====== Fragment uit bron
ECLI:NL:RBNHO:2024:2432

Rechtbank Noord-Holland

Datum uitspraak
15 maart 2024
Publicatiedatum
11 maart 2024
Zaaknummer
C/15/348791 / KG ZA 24-52
Instantie
Rechtbank Noord-Holland
Type
Uitspraak
Rechtsgebied
Civiel recht; Personen- en familierecht
Procedures
  • Kort geding
Rechters
  • P.W.M. de Wolf MSM
Vindplaatsen
  • Rechtspraak.nl
AI samenvatting door LexboostAutomatisch gegenereerd

Afwijzing verzoek tot wijziging zorgregeling en nakoming zorgregeling in kort geding

In deze zaak, behandeld door de Rechtbank Noord-Holland op 15 maart 2024, is een kort geding aan de orde waarin de vader en de moeder van twee minderjarigen betrokken zijn. De vader vordert nakoming van de zorgregeling die op 21 augustus 2019 door de rechtbank is vastgesteld, terwijl de moeder verzoekt om wijziging van deze zorgregeling. De moeder heeft de omgang tussen de kinderen en de vader begin januari 2024 stopgezet en stelt dat de vader niet in staat is om voor de kinderen te zorgen. De vader ontkent deze beschuldigingen en stelt dat de moeder de kinderen bij hem weg houdt. Tijdens de mondelinge behandeling hebben de minderjarigen hun mening kenbaar gemaakt, waarbij zij hebben aangegeven niet meer bij de vader te willen verblijven. De voorzieningenrechter oordeelt dat de vordering van de vader tot nakoming van de zorgregeling moet worden afgewezen, omdat dit in strijd is met de zwaarwegende belangen van de kinderen. De vordering van de moeder tot wijziging van de zorgregeling wordt eveneens afgewezen wegens gebrek aan spoedeisend belang. De proceskosten worden gecompenseerd, zodat iedere partij de eigen kosten draagt.

Uitspraak

vonnis

RECHTBANK NOORD-HOLLAND

Familie en Jeugd
Zittingsplaats Haarlem
zaaknummer / rolnummer: C/15/348791 / KG ZA 24-52
Vonnis in kort geding van 15 maart 2024
in de zaak van
[de vader],
wonende te [plaats]
,
eiser in conventie,
verweerder in reconventie,
advocaat mr. Y. Bruin te Heerhugowaard,
tegen
[de moeder],
wonende te [plaats]
,
gedaagde in conventie,
eiseres in reconventie,
advocaat mr. S.A.S. Matheij te Heemstede.
============
====== Aangeleverde gegevens
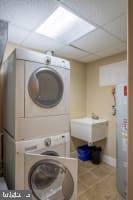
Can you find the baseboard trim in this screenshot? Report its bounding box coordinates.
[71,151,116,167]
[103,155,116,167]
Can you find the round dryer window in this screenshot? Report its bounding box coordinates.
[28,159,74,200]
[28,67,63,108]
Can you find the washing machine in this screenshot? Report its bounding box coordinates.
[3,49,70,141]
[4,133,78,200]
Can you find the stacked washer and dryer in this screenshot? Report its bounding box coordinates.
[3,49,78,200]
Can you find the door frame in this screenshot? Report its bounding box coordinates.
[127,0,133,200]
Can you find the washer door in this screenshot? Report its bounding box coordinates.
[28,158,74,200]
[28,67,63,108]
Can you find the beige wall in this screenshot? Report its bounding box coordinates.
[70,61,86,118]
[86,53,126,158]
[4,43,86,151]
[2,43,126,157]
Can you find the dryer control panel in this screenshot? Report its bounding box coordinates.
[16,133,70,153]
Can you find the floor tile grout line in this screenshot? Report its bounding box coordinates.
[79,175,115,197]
============
* _Overzicht van opdrachten_:
1/ Op welke datum heeft de rechtbank volgens het vonnis over de zorgregeling die zorgregeling vastgesteld?
2/ Schrijf het vonnis over de zorgregeling verder na de vermelding van de advocaat van de moeder.

* _Antwoorden per opdracht_:
1/ 21 augustus 2019

2/
Partijen zullen hierna de vader en de moeder genoemd worden.

1.De procedure

1.1.
Het verloop van de procedure blijkt uit:
  • de dagvaarding, uitgebracht op 20 februari 2024, met bijlagen;
  • de conclusie van antwoord, ingekomen op 28 februari 2024, met bijlagen, tevens houdende eis in reconventie.
  • de brieven van na te noemen minderjarigen van 21 februari 2024.
1.2.
De mondelinge behandeling van het kort geding heeft plaatsgevonden op 4 maart 2024
.Aanwezig waren partijen en hun advocaten. Mr. Matheij heeft gepleit overeenkomstig de door haar overgelegde pleitnotities.
1.3.
De minderjarige [de minderjarige 1] en [de minderjarige 2] zijn, gelet op hun leeftijd, in de gelegenheid gesteld hun mening kenbaar te maken. [de minderjarige 1] heeft voorafgaand aan de zitting haar mening in raadkamer kenbaar gemaakt. [de minderjarige 2] heeft zich afgemeld.

2.De feiten

2.1.
Partijen zijn op [huwelijksdatum] met elkaar gehuwd. Bij beslissing van het Amtsgericht [plaats] van 17 december 2019 is de echtscheiding tussen partijen uitgesproken.
2.2.
Uit dit huwelijk zijn geboren de minderjarigen: [de minderjarigen] :
  • [de minderjarige 1] , geboren op [geboortedatum] te [plaats] , Duitsland;
  • [de minderjarige 2] , geboren op [geboortedatum] te [plaats] , Duitsland.
2.3.
Bij beslissing van het Amtsgericht [plaats] van 11 augustus 2017 is het “Aufenthaltbestimmungsrecht”, het recht om te bepalen waar de kinderen verblijven, overgedragen aan de moeder; voor het overige is het gezamenlijk gezag is stand gebleven.
2.4.
De moeder is in 2017 met de kinderen vanuit Duitsland naar Nederland verhuisd.
2.5.
Bij beschikking van deze rechtbank van 21 augustus 2019 is de tussen partijen overeengekomen zorgregeling vastgesteld. Dit betreft een basisregeling die inhoudt de kinderen eenmaal per maand bij de vader verblijven. De moeder stelt de regeling jaarlijks op. Feitelijk verblijven de kinderen maandelijks een weekend vanaf vrijdagmiddag 17.30 uur tot zondag rond 17.00 uur bij de vader.
2.6.
De vader is in 2022 naar Nederland verhuisd.
2.7.
De moeder heeft de omgang begin januari 2024 gestopt en de vader hierover op 8 januari 2024 aangeschreven (via de advocaten).
2.8.
De moeder heeft op 5 februari 2024 bij deze rechtbank een verzoekschrift ingediend strekkende tot wijziging van de huidige zorgregeling in een regeling waarbij er geen basis zorgregeling geldt, maar waarbij de kinderen zelf aangeven wanneer zij met de vader willen afspreken. Verder heeft de moeder verzocht het gezamenlijke gezag over de kinderen te beëindigen en de moeder met het eenhoofdig gezag te belasten.

3.Het geschil in conventie

3.1.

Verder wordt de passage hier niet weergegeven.